== Document extract
United States District Court, E.D. Michigan, Southern Division
May 27, 2015
ANDREW JACKSON, JR., Plaintiff,
CITY OF HIGHLAND PARK, ET AL., Defendants.
OPINION AND ORDER GRANTING DEFENDANTS' MOTION TO DISMISS AND ALLOWING PLAINTIFF LEAVE TO AMEND TO REPLEAD COUNT VI 
NANCY G. EDMUNDS, District Judge.
Plaintiff Andrew Jackson Jr. filed this civil rights lawsuit against the City of Highland Park, the City of Grosse Pointe Park, and various police officers employed by the municipalities. According to the amended complaint, Plaintiff was arrested and severely beaten by Defendant Officers in violation of 42 U.S.C. § 1983 and Michigan state law. Plaintiff has asserted various Monell claims against the municipalities and further maintains that all Defendants are liable for gross negligence, excessive force, conspiracy, and deliberate indifference.
Currently before the Court is Defendant City of Highland Park and Officer Ronald Dupuis' motion to dismiss Plaintiff's complaint pursuant to Federal Rule of Civil Procedure 12(b)(6). (Dkt. 12). Highland Park's motion is joined by Defendants Grosse Pointe Park and Officer James Vogler. (Dkt. 20). For the reasons stated more fully below, the Court GRANTS Highland Park's request and allows Plaintiff leave to amend to replead Count VI.
The universe of facts giving rise to Plaintiff's amended complaint are as follows:
15. On the evening of January 12, 2015, ... Mr. Jackson was placed under arrest by the Defendants.
16. Mr. Jackson did not resist the arrest, and followed all commands of the Police Officers.
17. During the arrest, and after being handcuffed while face down on the ground, Mr. Jackson was severely kicked and beaten by the Defendants.
18. As a result of the Defendants actions, Mr. Jackson's injuries were inclusive of, but not limited to, injuries to his head, right eye, ribs, and legs.
(Compl. ¶¶ 15-18).
Plaintiff asserts six counts against Defendants. While the complaint is extremely vague on many levels, Plaintiff appears to be pursuing a single claim for gross negligence under Michigan law and five claims pursuant to 42 U.S.C. § 1983. With respect to the § 1983 claims, Counts II-IV appear to be claims for municipal liability premised on the theory that Highland Park and Grosse Pointe Park (1) failed to adequately train/supervise the Defendant Officers, (2) maintained customs and policies which permitted the violation of Plaintiff's constitutional rights, and (3) were deliberately indifferent to Plaintiff's wellbeing. Finally, Counts V and VI assert claims for conspiracy and excessive force, respectively.
II. Standard of Review
As a preliminary matter, the Court notes that Defendants' motion to dismiss-brought pursuant to Fed.R.Civ.P. 12(b)(6)-is procedurally improper. Indeed, where, as here, the defendant has proffered an answer to the complaint, relief under this subsection of the Rule is no longer available. See 5B Charles Alan Wright & Arthur R. Miller, Federal Practice and Procedure § 1357 (3d ed. 2004). As such, the Sixth Circuit has treated post-answer Rule 12(b)(6) motions as requests for the entry of judgment on the pleadings under Rule 12(c). See Satkowiak v. Bay Cnty. Sheriff's Dep't, 47 F.Appx. 376, 377 n. 1 (6th Cir. 2002). The Court thus considers Defendants' request under Rule 12(c), which is evaluated under the same standard applicable to Rule 12(b)(6).
====
== Information provided
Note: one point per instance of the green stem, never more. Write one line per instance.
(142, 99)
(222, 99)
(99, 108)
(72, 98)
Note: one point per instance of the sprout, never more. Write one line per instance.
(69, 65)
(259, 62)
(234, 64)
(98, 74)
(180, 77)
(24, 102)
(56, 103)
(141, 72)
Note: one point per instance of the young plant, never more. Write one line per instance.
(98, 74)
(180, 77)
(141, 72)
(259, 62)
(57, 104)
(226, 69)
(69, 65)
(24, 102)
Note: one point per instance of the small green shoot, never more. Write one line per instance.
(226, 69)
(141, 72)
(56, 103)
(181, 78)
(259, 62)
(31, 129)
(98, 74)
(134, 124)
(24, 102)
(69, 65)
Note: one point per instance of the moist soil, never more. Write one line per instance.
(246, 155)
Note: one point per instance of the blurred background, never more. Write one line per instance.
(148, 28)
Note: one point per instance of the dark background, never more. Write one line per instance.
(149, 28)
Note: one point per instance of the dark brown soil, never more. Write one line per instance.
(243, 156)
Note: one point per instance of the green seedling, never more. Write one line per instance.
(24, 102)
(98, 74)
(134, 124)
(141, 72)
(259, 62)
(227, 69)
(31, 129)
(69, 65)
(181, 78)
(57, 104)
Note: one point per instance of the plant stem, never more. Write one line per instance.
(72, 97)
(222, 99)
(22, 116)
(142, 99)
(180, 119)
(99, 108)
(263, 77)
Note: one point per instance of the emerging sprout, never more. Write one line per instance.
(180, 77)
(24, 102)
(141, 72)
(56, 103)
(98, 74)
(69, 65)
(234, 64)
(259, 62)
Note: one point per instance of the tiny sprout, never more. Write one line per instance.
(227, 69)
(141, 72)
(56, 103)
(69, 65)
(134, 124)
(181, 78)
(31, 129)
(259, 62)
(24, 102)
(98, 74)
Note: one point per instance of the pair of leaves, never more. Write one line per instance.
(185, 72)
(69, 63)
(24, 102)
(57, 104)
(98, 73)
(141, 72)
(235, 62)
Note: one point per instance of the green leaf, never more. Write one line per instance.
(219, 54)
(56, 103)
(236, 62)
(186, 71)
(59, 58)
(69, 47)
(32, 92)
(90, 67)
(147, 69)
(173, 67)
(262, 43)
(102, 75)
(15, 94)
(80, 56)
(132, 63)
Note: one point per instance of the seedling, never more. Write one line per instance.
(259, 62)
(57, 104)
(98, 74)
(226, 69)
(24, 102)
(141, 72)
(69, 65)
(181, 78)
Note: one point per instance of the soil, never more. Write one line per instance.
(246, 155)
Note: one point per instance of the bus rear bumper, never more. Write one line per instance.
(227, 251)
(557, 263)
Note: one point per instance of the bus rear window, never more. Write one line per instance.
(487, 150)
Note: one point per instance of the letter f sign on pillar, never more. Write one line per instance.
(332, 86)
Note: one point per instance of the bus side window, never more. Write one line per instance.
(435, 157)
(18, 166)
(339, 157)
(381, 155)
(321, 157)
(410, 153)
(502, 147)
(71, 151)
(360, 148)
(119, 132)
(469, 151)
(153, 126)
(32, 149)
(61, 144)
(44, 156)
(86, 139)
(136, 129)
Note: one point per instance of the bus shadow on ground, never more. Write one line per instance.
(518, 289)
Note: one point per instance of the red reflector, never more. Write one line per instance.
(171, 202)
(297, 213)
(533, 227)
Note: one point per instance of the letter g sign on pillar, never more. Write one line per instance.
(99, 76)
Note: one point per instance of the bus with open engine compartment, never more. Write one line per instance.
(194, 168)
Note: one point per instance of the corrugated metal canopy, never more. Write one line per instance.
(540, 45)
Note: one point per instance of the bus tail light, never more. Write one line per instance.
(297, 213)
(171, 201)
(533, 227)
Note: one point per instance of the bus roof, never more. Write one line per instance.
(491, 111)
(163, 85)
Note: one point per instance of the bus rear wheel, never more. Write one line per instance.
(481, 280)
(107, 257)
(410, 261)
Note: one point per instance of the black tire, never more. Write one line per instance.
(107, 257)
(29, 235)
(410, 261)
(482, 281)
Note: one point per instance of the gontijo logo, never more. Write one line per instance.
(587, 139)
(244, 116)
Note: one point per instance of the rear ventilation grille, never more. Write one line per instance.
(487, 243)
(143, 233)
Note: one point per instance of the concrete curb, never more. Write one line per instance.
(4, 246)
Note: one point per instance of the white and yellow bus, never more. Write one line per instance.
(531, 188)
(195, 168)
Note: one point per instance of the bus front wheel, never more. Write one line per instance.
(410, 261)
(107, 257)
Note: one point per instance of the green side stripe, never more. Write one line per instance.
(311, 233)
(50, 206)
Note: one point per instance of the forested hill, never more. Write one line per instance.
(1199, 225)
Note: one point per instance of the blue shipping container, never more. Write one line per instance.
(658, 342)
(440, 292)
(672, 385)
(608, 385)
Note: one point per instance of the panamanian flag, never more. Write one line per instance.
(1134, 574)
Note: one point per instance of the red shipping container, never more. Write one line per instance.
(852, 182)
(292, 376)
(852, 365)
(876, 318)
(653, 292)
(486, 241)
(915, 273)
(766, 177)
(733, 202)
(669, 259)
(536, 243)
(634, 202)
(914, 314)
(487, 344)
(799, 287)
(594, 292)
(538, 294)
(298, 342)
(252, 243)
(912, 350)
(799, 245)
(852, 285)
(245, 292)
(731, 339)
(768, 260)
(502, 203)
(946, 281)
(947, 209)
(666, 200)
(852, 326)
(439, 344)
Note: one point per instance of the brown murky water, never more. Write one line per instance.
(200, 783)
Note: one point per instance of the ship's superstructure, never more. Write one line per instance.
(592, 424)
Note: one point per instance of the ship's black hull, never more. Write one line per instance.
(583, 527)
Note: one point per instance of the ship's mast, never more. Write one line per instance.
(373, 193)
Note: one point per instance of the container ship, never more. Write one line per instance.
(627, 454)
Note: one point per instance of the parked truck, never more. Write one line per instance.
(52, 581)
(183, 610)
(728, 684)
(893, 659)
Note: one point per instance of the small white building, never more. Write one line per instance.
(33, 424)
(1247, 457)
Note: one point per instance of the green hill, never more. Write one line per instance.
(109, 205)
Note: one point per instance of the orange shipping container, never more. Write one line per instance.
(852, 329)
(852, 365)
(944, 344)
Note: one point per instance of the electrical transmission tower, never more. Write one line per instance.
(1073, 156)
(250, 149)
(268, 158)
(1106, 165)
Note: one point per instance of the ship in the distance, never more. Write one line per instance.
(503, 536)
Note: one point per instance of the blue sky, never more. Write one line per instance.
====
■ Written instruction 1 ■
From the court opinion, list the parts of the body where Mr. Jackson's injuries are said to have occurred.
■ Written instruction 2 ■
Pick up the court opinion after its final sentence and write the next part.
The rows are separate material and have no connection to the court opinion.

■ Written answer 1 ■
- Head
- Right eye
- Ribs
- Legs

■ Written answer 2 ■
The Sixth Circuit recently noted that under the United States Supreme Court's heightened pleading standard laid out in Bell Atl. Corp. v. Twombly, 550 U.S. 544 (2007) and Ashcroft v. Iqbal, 556 U.S. 662 (2009), "a complaint only survives a motion to dismiss if it contains sufficient factual matter, accepted as true, to state a claim to relief that is plausible on its face." Estate of Barney v. PNC Bank, Nat'l Assoc., 714 F.3d 920, 924-25 (6th Cir. 2013) (internal quotations and citations omitted). The court in Estate of Barney goes on to state that under Iqbal, "[a] claim is plausible when the plaintiff pleads factual content that allows the court to draw the reasonable inference that the defendant is liable for the misconduct alleged." Id. (internal quotations and citations omitted). Furthermore, "[w]hile the plausibility standard is not akin to a probability requirement, ' the plausibility standard does ask for more than a sheer possibility that a defendant has acted unlawfully." Iqbal, 556 U.S. at 678. "[W]here the well-pleaded facts do not permit the court to infer more than the mere possibility of misconduct, the complaint has alleged-but it has not show[n]'-that the pleader is entitled to relief.'" Id. at 679 (quoting Fed.R.Civ.P. 8(a)(2)). If the plaintiffs do "not nudge[ ] their claims across the line from conceivable to plausible, their complaint must be dismissed." Twombly, 550 U.S. at 570. Finally, the Court must always keep in mind that "on a motion to dismiss, courts are not bound to accept as true a legal conclusion couched as a factual allegation." Id. at 555.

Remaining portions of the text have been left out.